[Données extraites d'une collection]
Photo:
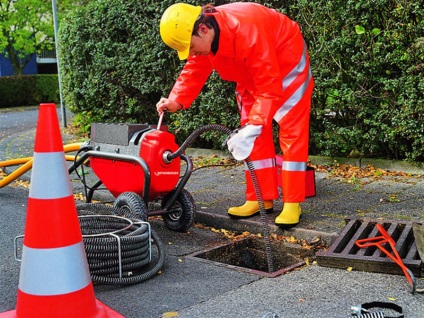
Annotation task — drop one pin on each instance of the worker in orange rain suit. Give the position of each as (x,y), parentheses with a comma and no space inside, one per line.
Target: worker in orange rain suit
(264,52)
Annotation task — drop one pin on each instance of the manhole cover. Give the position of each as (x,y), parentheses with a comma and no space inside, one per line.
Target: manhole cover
(344,253)
(250,255)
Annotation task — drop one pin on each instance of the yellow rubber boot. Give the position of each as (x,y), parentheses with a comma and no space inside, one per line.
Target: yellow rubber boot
(290,215)
(250,208)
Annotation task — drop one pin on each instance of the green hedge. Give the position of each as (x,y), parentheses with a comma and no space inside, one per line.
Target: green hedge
(366,56)
(28,90)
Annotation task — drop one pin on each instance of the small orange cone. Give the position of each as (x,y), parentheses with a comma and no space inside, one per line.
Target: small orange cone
(54,279)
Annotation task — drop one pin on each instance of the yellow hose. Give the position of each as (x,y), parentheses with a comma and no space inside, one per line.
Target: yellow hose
(27,164)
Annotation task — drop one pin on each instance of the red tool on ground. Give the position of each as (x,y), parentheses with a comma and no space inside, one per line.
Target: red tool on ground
(379,241)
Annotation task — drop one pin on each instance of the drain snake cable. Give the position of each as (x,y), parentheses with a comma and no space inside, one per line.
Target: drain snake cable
(108,256)
(262,211)
(118,259)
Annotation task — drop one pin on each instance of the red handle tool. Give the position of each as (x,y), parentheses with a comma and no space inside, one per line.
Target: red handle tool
(385,238)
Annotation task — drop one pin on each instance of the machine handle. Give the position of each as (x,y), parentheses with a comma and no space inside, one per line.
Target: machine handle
(160,121)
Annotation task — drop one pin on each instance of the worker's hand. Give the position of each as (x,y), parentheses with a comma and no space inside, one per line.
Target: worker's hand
(166,105)
(240,142)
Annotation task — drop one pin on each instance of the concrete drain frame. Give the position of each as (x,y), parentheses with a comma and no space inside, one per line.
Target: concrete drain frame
(249,255)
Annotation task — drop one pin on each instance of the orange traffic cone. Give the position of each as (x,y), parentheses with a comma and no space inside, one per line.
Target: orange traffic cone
(54,279)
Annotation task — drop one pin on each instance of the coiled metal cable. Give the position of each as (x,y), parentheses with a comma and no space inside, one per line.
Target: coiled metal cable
(118,245)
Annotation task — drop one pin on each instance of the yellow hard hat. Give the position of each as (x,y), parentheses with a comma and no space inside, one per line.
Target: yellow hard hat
(176,27)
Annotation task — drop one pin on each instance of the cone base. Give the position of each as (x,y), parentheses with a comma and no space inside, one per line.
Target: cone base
(103,312)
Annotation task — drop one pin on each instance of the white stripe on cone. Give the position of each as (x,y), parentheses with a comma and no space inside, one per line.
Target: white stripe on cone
(62,270)
(51,178)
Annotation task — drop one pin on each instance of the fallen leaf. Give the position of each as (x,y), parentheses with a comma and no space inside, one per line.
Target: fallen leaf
(169,314)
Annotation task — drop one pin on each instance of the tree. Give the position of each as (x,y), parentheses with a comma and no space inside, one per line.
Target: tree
(26,27)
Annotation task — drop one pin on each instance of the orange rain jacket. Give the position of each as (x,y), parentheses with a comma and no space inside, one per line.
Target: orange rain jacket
(263,51)
(249,53)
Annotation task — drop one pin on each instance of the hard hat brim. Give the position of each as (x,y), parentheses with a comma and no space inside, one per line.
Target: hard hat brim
(183,55)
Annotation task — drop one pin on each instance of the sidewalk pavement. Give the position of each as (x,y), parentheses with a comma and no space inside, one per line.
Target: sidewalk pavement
(314,291)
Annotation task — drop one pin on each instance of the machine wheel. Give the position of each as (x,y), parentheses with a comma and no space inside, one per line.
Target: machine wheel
(183,211)
(132,204)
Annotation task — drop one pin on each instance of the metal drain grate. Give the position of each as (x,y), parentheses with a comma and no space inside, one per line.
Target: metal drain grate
(344,253)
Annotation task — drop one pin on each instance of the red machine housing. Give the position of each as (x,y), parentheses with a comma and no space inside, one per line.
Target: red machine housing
(120,176)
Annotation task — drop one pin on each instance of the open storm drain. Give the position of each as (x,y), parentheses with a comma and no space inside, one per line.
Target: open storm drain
(250,255)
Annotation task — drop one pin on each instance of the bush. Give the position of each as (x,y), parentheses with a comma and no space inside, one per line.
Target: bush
(366,58)
(27,90)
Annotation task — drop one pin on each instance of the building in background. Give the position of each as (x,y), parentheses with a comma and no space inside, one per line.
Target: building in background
(43,63)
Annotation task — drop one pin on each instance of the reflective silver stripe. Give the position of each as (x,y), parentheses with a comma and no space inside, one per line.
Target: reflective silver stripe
(296,70)
(49,176)
(293,166)
(54,271)
(261,164)
(293,100)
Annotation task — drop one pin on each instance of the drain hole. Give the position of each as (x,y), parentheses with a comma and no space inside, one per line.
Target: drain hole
(250,254)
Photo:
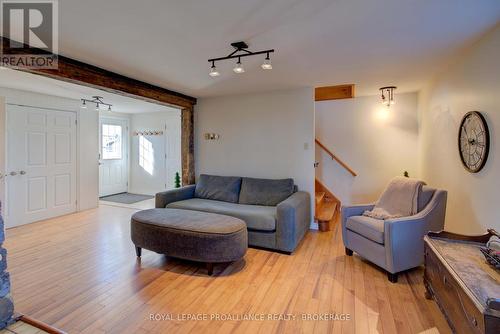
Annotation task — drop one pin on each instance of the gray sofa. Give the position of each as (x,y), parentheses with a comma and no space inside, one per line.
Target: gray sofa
(394,244)
(276,214)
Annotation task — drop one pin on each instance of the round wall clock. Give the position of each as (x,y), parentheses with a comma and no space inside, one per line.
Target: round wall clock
(473,141)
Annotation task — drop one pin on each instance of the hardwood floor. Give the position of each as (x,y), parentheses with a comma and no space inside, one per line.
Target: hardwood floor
(79,273)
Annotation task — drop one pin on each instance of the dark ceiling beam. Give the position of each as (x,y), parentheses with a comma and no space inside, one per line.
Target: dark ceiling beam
(84,74)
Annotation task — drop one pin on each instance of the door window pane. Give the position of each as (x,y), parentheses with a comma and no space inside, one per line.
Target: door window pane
(111,141)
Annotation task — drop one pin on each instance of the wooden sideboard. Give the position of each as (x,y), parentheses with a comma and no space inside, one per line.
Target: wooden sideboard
(464,285)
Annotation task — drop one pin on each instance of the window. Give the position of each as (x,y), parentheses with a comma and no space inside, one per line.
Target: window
(111,141)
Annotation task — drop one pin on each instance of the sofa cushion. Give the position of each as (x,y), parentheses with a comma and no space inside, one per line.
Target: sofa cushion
(260,218)
(368,227)
(219,188)
(424,197)
(265,191)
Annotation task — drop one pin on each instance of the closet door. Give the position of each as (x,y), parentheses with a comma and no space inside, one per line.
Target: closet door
(41,164)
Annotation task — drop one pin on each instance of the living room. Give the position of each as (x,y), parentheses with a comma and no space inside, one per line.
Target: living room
(242,244)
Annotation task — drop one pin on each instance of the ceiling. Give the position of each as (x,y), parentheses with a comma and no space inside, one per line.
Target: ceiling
(42,85)
(318,42)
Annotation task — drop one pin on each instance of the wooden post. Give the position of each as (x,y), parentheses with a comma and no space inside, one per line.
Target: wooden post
(187,146)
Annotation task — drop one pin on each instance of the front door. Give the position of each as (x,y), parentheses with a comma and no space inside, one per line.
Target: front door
(113,163)
(40,176)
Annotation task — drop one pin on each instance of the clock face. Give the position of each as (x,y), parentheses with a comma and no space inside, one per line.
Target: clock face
(473,141)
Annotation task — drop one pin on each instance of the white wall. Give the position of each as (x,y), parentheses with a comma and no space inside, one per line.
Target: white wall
(472,83)
(168,145)
(376,142)
(87,144)
(268,135)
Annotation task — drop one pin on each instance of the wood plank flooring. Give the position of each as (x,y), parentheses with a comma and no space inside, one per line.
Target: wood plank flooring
(79,273)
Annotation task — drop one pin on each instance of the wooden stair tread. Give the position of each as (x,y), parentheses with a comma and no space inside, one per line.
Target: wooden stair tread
(326,211)
(319,197)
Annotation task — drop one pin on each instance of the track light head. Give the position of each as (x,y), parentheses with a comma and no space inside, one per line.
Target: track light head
(239,68)
(213,71)
(266,65)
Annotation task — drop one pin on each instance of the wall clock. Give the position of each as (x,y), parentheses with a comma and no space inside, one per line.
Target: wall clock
(473,141)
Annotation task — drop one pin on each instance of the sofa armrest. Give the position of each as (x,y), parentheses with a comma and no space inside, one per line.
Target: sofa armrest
(293,220)
(164,198)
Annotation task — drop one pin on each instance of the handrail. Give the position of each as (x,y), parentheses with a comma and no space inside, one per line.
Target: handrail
(334,157)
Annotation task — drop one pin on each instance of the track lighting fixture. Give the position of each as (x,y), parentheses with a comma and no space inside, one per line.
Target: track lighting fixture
(213,71)
(98,103)
(241,50)
(266,65)
(388,95)
(239,68)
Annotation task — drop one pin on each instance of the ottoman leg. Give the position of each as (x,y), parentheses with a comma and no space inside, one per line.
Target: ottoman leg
(210,268)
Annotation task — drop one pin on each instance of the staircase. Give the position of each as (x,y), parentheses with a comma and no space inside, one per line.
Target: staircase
(327,207)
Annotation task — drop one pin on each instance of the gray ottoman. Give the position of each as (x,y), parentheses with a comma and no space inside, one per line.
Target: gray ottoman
(190,235)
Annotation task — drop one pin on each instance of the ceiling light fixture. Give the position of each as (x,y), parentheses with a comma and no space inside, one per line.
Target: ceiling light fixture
(213,71)
(266,65)
(99,102)
(388,95)
(241,50)
(239,68)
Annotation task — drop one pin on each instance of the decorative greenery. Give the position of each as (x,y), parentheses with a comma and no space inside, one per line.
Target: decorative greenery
(177,181)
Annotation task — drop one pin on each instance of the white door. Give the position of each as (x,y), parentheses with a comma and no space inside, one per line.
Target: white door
(41,164)
(113,154)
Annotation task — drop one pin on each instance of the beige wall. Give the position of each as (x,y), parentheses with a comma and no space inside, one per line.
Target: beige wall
(376,142)
(2,149)
(472,83)
(269,135)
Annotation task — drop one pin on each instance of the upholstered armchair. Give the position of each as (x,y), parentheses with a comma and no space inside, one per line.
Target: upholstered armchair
(395,245)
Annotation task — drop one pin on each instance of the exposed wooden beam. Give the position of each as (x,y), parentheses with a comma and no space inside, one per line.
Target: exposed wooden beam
(187,146)
(80,73)
(334,92)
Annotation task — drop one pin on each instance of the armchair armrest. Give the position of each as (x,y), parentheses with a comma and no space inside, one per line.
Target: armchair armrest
(404,237)
(293,220)
(355,210)
(164,198)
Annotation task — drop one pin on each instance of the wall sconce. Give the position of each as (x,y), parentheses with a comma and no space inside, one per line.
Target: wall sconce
(388,95)
(211,136)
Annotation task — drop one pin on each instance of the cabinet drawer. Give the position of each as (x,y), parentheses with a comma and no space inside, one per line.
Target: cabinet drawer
(460,311)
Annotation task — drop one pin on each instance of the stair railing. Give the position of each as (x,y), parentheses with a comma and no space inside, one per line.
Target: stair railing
(334,157)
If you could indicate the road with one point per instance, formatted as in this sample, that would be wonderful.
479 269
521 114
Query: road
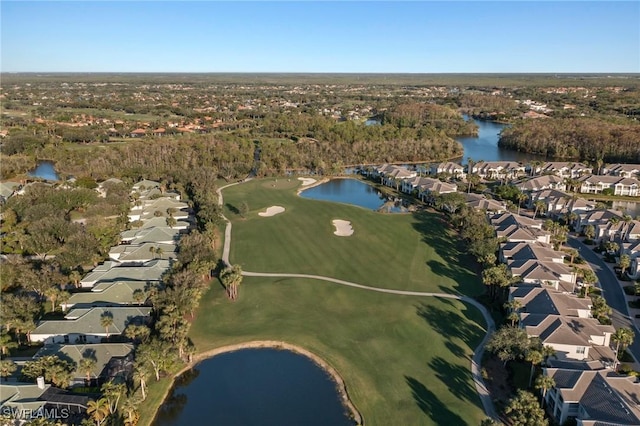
611 291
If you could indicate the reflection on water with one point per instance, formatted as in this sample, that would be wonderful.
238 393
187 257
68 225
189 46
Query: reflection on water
485 145
353 191
254 387
44 170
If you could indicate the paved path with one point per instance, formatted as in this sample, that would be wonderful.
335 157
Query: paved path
611 291
476 360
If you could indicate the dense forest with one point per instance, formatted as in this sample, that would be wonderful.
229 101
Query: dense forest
584 139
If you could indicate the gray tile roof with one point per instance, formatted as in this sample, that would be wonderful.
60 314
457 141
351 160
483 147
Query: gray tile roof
87 321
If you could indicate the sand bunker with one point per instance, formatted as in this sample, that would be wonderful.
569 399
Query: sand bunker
343 228
307 181
271 211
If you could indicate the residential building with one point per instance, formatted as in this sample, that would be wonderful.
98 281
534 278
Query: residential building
498 169
85 326
112 360
592 184
593 398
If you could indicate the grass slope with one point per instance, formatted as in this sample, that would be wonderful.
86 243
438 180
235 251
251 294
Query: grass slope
400 251
405 360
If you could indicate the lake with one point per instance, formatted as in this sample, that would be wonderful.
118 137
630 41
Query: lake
44 170
254 387
352 191
485 145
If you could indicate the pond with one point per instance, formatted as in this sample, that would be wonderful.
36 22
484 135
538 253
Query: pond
485 145
355 192
254 387
44 170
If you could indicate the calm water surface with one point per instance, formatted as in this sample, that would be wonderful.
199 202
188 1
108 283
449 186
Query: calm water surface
45 170
254 387
485 145
351 191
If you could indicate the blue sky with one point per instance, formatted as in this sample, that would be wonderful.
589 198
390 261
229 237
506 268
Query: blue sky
328 36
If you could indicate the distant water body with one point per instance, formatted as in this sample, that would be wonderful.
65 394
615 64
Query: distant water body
44 170
485 145
254 387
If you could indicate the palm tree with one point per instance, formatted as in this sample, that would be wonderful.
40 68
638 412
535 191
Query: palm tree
139 296
98 410
106 320
589 232
522 197
87 365
524 410
232 278
623 338
544 383
129 409
540 206
624 263
535 357
573 253
7 367
6 342
75 278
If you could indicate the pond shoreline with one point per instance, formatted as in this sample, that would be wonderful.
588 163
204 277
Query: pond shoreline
275 344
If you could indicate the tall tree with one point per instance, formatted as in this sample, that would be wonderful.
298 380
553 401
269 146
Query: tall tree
624 263
623 337
232 278
543 384
98 410
106 320
524 410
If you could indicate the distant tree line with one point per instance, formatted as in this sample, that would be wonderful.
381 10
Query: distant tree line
584 139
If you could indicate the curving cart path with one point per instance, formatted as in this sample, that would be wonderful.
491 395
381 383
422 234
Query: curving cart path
476 360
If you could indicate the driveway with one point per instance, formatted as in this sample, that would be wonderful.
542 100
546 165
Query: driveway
611 291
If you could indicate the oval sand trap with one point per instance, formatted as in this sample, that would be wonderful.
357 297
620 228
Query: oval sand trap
271 211
307 181
343 228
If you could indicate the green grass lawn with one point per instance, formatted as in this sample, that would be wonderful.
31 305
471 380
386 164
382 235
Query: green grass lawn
404 359
400 251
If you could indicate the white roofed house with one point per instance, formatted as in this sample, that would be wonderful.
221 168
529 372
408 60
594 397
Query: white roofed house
541 182
392 175
563 169
535 299
480 202
573 338
618 185
515 228
430 188
109 294
111 360
448 168
85 325
498 169
593 398
141 253
624 170
545 273
633 250
526 250
597 217
110 272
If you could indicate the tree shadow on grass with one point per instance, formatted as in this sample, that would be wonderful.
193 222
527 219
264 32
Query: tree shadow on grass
458 266
448 324
457 378
429 403
233 209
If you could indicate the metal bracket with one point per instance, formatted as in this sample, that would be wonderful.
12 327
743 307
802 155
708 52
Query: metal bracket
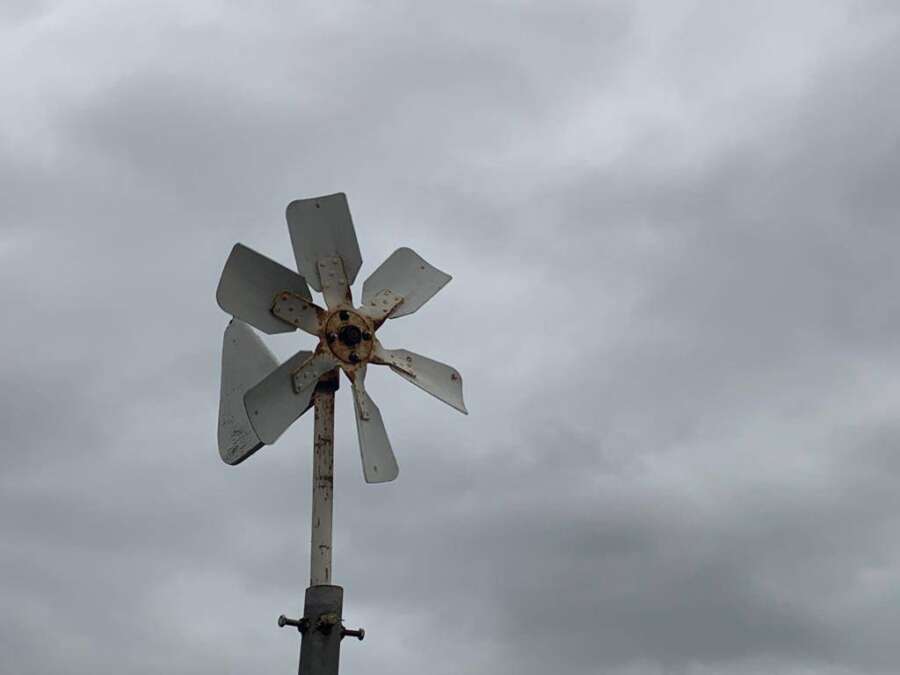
297 311
300 624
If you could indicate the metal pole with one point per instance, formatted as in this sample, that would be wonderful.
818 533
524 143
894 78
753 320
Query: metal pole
321 626
323 489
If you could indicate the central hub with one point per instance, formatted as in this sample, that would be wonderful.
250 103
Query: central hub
349 336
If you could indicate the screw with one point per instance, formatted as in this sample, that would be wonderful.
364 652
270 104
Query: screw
299 624
359 633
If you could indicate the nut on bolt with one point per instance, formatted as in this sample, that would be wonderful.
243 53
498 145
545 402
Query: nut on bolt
299 624
359 633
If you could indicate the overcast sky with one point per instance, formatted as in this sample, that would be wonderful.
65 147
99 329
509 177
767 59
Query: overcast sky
673 230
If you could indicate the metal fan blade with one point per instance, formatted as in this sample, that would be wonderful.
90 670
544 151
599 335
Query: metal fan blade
248 287
320 228
401 285
438 379
278 400
245 361
379 463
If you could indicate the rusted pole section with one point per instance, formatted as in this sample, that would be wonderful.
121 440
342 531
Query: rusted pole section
323 489
321 625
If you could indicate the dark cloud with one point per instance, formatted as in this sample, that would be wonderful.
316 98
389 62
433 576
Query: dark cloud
672 231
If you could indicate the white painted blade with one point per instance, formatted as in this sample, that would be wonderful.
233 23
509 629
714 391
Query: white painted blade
438 379
245 362
248 287
379 463
321 227
275 403
405 274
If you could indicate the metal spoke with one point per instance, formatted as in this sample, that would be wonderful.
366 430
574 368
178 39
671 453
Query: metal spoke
298 311
438 379
401 285
379 463
276 402
320 228
245 362
248 287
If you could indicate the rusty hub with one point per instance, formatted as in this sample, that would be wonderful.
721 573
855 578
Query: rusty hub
348 335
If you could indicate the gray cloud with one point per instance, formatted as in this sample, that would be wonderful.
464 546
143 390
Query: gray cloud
672 231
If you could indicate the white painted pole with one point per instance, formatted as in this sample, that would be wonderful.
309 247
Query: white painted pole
323 489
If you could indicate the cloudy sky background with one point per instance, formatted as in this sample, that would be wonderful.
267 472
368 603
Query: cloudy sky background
673 230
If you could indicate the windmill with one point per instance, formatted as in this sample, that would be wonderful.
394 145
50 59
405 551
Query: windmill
260 399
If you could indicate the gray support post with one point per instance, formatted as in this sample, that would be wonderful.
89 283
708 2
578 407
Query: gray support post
323 487
321 625
320 647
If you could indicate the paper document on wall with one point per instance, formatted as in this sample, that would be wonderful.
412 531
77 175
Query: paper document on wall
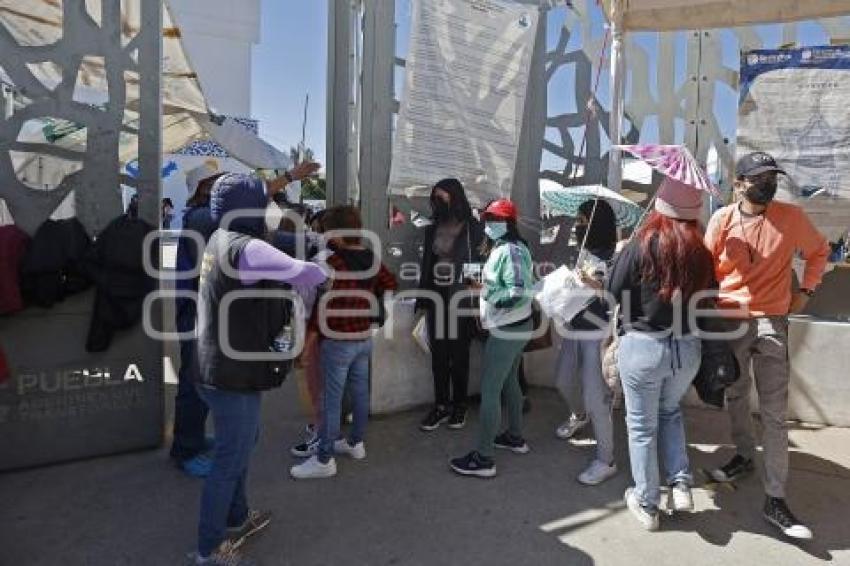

◆ CONSIGNE ◆
Recopiez à l'identique les lignes qui vont de celle contenant « If you could indicate the paper » jusqu'à la fin des données, ces deux bornes comprises. N'incluez pas les images dans votre réponse.

◆ CORRIGÉ ◆
If you could indicate the paper document on wall with one point per instance, formatted as in this sample, that would be wonderful.
412 531
77 175
Query: paper document on wall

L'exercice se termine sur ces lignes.